■ 题目 A
在选段的binder_inc_ref_for_node方法中,kzalloc为new_ref分配内存失败时返回什么?
■ 题目 B
请照抄选段中从“分析binder_inc_ref_for_node方法”一直到“struct binder_ref_data *rdata)”的全部内容。

■ 选段
+===+

分析binder_inc_ref_for_node方法
kernel/msm-4.4/drivers/android/binder.c
//proc是服务端进程target_proc
//node是客户端传进来的Binder对象的binder实体对应的binder_node
//strong是true
static int binder_inc_ref_for_node(struct binder_proc *proc,
struct binder_node *node,
bool strong,
struct list_head *target_list,
struct binder_ref_data *rdata)
{
struct binder_ref *ref;
struct binder_ref *new_ref = NULL;
int ret = 0;
binder_proc_lock(proc);
//为客户端传进来的Binder对象的binder实体对应的binder_node,创建一个binder_ref
ref = binder_get_ref_for_node_olocked(proc, node, NULL);
if (!ref) {
binder_proc_unlock(proc);
new_ref = kzalloc(sizeof(*ref), GFP_KERNEL);
if (!new_ref)
return -ENOMEM;
binder_proc_lock(proc);
ref = binder_get_ref_for_node_olocked(proc, node, new_ref);
}
//通过ref为node增加强引用计数
ret = binder_inc_ref_olocked(ref, strong, target_list);
*rdata = ref->data;
binder_proc_unlock(proc);
if (new_ref && ref != new_ref)
/*
* Another thread created the ref first so
* free the one we allocated
*/
kfree(new_ref);
return ret;
}
kernel/msm-4.4/drivers/android/binder.c
/**
* binder_inc_ref_olocked() - increment the ref for given handle
* @ref:
ref to be incremented
* @strong:
if true, strong increment, else weak
* @target_list: list to queue node work on
*
* Increment the ref. @ref->proc->outer_lock must be held on entry
*
* Return: 0, if successful, else errno
*/
static int binder_inc_ref_olocked(struct binder_ref *ref, int strong,
struct list_head *target_list)
{
int ret;
if (strong) {
//strong 为true
if (ref->data.strong == 0) {
//为客户端传进来的Binder对象的binder_node增加引用计数
ret = binder_inc_node(ref->node, 1, 1, target_list);
if (ret)
return ret;
}
ref->data.strong++;
} else {
if (ref->data.weak == 0) {
ret = binder_inc_node(ref->node, 0, 1, target_list);
if (ret)
return ret;
}
ref->data.weak++;
}
return 0;
}
以上是Client端进程
下面就是BinderProxy对象的创建:
上面分析到binder_transaction方法中调用了binder_proc_transaction方法唤醒服务端,该场景中是AMS,AMS之前在binder_thread_read方法中阻塞,导致用户空间中IPCThreadState的talkWithDriver中的ioctl阻塞着。AMS在创建之初,会调用IPCThreadState的joinThreadPool方法,其中有个循环,会调用getAndExecuteCommand方法,getAndExecuteCommand里又调用了talkWithDriver,所以没有消息需要处理的时候,该循环会在ioctl方法阻塞,binder_thread_read方法中被唤醒以后,AMS服务端进程继续执行后面的逻辑。

+===+

■ 存储数据
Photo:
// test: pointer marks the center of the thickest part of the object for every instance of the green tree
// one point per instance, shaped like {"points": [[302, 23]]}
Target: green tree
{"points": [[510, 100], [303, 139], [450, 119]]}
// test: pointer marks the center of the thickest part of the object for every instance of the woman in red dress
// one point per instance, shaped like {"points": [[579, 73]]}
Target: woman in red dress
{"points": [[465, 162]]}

+===+

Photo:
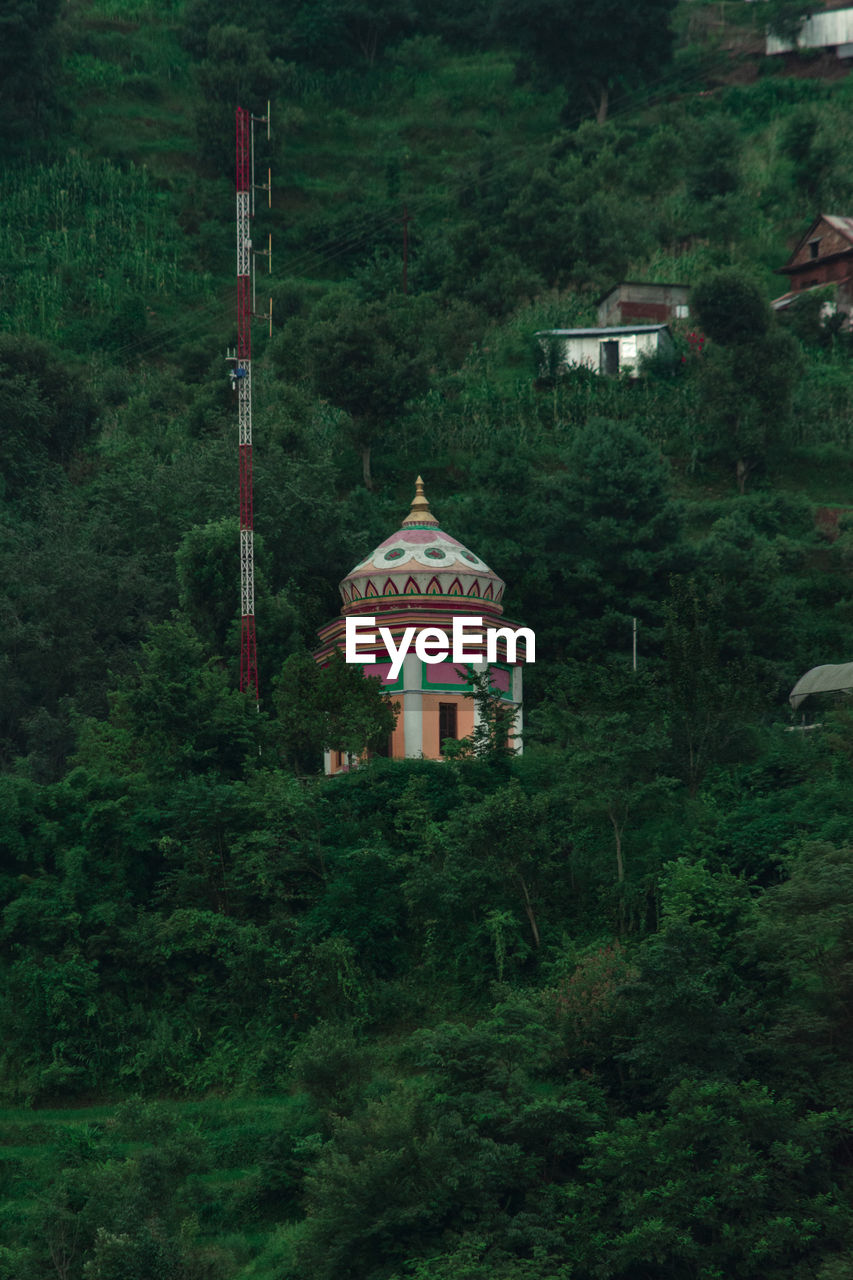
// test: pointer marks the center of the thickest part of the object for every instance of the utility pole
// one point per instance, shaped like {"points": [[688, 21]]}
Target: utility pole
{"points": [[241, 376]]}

+===+

■ 参考解答 A
返回-ENOMEM。

■ 参考解答 B
分析binder_inc_ref_for_node方法
kernel/msm-4.4/drivers/android/binder.c
//proc是服务端进程target_proc
//node是客户端传进来的Binder对象的binder实体对应的binder_node
//strong是true
static int binder_inc_ref_for_node(struct binder_proc *proc,
struct binder_node *node,
bool strong,
struct list_head *target_list,
struct binder_ref_data *rdata)